**Work order:**
Down to the last character, write out the records below.

(Dataset records begins)

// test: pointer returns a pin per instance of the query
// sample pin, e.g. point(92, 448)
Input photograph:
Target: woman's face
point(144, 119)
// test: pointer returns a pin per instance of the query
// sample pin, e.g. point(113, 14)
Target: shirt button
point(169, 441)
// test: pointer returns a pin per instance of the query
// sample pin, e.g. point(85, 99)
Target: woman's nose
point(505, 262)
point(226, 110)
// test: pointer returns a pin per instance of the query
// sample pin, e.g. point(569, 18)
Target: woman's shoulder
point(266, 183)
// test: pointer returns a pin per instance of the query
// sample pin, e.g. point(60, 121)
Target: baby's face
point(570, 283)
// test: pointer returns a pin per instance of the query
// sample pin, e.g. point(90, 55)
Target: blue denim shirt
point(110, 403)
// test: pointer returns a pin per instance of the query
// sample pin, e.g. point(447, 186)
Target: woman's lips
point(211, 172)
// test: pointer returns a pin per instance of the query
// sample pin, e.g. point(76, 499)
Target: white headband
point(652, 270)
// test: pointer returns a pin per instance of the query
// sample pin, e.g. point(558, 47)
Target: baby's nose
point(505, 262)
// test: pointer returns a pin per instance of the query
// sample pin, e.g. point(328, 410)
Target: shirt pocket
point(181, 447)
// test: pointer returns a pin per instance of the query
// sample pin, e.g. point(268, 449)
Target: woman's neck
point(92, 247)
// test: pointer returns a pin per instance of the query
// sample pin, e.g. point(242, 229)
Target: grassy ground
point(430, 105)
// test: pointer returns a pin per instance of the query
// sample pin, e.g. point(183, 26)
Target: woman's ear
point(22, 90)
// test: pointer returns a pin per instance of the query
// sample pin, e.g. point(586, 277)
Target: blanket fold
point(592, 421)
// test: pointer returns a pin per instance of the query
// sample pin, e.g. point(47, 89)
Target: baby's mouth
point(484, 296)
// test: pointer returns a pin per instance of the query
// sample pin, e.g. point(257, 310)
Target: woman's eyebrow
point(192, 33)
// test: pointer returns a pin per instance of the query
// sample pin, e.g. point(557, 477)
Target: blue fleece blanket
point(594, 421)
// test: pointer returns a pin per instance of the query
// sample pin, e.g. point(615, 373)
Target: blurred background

(Dataset records ends)

**Answer area:**
// test: pointer returns a pin per instance of the query
// sample pin, e.g. point(92, 448)
Input photograph:
Target: woman's face
point(144, 119)
// test: pointer returns a pin per instance of the query
// sample pin, e.g. point(113, 14)
Target: shirt button
point(169, 441)
// test: pointer returns a pin per instance of the query
// sample pin, e.g. point(85, 99)
Target: woman's nose
point(505, 262)
point(226, 110)
// test: pointer returns a pin per instance of the query
// sample pin, e.g. point(569, 18)
Target: woman's shoulder
point(266, 183)
// test: pointer returns a pin per instance of the query
// sample pin, e.g. point(60, 121)
Target: baby's face
point(570, 283)
// test: pointer returns a pin per instance of the query
// sample pin, e.g. point(90, 55)
Target: blue denim shirt
point(110, 403)
// test: pointer returns a pin per instance of the query
// sample pin, e.g. point(447, 186)
Target: woman's lips
point(211, 172)
// test: pointer returns a pin per instance of the query
// sample pin, e.g. point(76, 499)
Target: white headband
point(652, 270)
// test: pointer returns a pin per instance of the query
// sample pin, e.g. point(558, 47)
Target: baby's nose
point(505, 262)
// test: pointer returns a pin per instance of the query
// sample pin, e.g. point(328, 410)
Target: shirt pocket
point(181, 447)
// test: pointer returns a pin per instance of the query
// sample pin, e.g. point(268, 449)
Target: woman's neck
point(92, 247)
// test: pointer returns a pin per instance of the query
// sample pin, e.g. point(242, 229)
Target: grassy ground
point(430, 105)
// test: pointer returns a pin per instance of the query
// sample pin, e.g. point(183, 26)
Target: woman's ear
point(22, 90)
// test: pointer returns a pin per instance of the query
// sample pin, e.g. point(586, 277)
Target: blanket fold
point(592, 421)
// test: pointer returns a pin per instance of the query
// sample pin, e.g. point(47, 89)
Target: baby's mouth
point(484, 296)
// test: pointer returns a pin per instance of the query
// sample pin, e.g. point(257, 310)
Target: woman's eyebrow
point(192, 33)
// test: pointer returns a pin per instance of the query
// sample pin, e.g. point(557, 477)
Target: blue fleece blanket
point(594, 421)
// test: pointer returns a pin per instance of the query
// sample pin, e.g. point(615, 373)
Target: blurred background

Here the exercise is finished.